Records from a collection
○ ○ ○ ○
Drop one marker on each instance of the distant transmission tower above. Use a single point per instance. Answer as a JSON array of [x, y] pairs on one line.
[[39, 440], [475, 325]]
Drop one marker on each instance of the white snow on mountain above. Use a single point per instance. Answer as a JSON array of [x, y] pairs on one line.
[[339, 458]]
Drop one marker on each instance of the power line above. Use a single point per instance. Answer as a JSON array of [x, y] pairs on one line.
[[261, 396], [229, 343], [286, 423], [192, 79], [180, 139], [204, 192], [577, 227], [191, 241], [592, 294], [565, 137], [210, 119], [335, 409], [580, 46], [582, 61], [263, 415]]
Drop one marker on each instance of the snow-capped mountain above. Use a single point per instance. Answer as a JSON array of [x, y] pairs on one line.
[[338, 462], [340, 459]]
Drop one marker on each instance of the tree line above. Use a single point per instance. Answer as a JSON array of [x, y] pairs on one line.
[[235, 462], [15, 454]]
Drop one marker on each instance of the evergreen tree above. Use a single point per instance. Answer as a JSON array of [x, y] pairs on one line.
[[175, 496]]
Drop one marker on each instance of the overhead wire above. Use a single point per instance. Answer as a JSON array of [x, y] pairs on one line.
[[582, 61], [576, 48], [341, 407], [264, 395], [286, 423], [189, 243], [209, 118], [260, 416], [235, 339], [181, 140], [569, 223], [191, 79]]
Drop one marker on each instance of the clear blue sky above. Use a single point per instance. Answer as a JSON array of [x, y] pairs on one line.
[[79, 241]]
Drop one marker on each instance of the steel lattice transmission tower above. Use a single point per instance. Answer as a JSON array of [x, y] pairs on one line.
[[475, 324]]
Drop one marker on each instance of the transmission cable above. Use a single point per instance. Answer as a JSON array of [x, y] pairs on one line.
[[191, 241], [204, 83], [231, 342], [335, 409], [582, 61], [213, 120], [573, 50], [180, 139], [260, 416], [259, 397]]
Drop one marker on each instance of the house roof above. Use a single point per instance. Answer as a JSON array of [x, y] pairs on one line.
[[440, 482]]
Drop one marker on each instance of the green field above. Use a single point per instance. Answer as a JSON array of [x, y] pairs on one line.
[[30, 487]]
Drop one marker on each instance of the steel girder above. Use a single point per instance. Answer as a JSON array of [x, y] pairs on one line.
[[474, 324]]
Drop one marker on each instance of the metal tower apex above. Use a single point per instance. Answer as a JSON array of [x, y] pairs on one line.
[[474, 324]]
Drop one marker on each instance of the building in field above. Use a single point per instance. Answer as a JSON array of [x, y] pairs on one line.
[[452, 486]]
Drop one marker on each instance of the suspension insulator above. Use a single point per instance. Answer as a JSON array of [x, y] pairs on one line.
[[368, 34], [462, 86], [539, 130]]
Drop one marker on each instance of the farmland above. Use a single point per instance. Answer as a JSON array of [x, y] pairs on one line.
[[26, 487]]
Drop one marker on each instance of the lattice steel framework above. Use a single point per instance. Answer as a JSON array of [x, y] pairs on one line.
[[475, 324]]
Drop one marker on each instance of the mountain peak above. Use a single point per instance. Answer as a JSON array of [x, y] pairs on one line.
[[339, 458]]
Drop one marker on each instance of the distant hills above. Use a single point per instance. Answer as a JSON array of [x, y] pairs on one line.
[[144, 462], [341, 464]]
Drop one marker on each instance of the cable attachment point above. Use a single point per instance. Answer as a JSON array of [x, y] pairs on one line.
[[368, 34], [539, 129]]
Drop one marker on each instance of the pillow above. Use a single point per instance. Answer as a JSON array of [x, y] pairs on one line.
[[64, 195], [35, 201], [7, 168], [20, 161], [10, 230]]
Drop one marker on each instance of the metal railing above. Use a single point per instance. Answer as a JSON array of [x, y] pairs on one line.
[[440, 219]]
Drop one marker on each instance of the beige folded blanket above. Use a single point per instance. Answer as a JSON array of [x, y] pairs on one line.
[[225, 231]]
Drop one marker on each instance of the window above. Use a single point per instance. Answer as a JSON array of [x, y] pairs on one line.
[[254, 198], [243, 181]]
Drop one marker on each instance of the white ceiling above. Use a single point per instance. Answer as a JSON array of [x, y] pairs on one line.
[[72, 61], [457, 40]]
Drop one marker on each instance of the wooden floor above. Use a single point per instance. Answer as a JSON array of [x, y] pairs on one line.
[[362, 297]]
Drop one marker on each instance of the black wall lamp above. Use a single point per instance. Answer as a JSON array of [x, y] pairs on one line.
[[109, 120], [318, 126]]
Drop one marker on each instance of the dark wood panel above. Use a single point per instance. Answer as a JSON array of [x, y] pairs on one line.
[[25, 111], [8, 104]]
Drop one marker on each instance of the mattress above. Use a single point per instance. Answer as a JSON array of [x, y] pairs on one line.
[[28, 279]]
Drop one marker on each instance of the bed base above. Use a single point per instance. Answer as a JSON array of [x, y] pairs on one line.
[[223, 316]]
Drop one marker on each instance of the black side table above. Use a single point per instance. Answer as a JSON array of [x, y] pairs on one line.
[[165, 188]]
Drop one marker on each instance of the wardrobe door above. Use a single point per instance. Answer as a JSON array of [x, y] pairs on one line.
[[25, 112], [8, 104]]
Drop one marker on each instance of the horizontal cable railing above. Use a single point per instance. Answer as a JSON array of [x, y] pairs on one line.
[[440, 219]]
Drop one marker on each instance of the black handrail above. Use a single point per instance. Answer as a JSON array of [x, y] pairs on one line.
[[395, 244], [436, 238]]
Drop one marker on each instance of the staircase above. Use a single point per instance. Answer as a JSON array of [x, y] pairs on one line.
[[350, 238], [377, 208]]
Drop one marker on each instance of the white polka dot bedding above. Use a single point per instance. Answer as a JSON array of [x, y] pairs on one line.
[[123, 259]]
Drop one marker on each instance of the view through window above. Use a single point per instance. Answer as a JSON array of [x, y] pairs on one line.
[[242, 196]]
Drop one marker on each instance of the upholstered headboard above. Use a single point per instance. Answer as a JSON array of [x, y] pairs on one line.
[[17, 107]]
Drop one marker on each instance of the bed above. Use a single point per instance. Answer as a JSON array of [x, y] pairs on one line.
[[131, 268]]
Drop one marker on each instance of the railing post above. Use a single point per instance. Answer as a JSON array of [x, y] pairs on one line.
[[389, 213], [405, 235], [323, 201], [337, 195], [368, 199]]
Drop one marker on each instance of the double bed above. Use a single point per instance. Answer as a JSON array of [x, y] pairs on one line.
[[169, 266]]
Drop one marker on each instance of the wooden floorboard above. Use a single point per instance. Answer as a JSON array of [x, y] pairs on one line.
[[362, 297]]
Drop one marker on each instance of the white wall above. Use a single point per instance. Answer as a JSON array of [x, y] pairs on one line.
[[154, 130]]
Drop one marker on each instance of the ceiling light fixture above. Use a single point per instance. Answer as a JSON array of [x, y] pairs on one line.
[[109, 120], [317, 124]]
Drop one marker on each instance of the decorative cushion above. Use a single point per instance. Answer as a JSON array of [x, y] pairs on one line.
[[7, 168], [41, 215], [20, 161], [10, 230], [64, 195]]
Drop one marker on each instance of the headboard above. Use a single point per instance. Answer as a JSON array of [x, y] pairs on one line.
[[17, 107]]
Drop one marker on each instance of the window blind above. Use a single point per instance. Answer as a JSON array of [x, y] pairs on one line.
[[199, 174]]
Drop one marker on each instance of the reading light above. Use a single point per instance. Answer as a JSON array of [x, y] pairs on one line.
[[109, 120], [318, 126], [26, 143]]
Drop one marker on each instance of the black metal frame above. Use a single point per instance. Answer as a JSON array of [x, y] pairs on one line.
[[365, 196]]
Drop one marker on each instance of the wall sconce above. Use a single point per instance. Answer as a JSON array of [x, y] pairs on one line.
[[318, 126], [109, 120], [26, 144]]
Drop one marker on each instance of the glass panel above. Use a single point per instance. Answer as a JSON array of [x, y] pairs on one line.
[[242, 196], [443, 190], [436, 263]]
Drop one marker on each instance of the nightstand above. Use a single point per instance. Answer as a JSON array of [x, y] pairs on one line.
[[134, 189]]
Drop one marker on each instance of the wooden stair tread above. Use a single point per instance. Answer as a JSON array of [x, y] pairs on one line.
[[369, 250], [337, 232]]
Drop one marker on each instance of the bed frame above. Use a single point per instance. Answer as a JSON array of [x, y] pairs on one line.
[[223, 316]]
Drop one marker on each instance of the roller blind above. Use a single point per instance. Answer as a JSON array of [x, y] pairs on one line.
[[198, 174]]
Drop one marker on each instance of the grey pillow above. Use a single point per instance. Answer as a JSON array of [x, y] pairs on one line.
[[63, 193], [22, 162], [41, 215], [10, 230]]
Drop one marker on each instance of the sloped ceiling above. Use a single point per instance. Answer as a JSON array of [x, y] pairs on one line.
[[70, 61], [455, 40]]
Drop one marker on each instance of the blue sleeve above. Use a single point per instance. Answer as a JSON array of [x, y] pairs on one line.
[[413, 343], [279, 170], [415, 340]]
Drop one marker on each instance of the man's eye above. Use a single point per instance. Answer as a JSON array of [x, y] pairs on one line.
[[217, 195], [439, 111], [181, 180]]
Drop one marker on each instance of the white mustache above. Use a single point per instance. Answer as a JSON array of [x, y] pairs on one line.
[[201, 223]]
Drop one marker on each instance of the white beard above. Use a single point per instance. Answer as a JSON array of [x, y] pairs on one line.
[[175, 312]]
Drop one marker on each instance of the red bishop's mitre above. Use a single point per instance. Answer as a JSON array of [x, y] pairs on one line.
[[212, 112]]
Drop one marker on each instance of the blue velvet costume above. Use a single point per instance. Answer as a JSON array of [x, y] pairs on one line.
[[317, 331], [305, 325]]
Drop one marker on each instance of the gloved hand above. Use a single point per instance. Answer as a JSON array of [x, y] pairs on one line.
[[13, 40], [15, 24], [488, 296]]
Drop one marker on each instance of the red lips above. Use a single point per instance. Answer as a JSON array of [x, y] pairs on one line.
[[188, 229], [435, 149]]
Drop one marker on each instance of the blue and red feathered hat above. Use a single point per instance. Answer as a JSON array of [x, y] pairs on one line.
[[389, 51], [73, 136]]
○ ○ ○ ○
**STATED EXERCISE:** Starting with the line with "Drop one marker on each instance of the gloved" and going on through the line with "[[188, 229], [435, 149]]", write those lines out again, switching "marker" to "pin" and leaving everything else the same.

**ANSWER TO THIS TASK:**
Drop one pin on each instance of the gloved hand above. Use a single point per instance. Answer as a JSON array of [x, y] pairs on one line.
[[13, 40], [15, 24], [488, 296]]
Drop one pin on each instance of the red lips above. Use a single point per instance. Answer as a JSON array of [x, y] pairs on one line.
[[188, 229], [435, 149]]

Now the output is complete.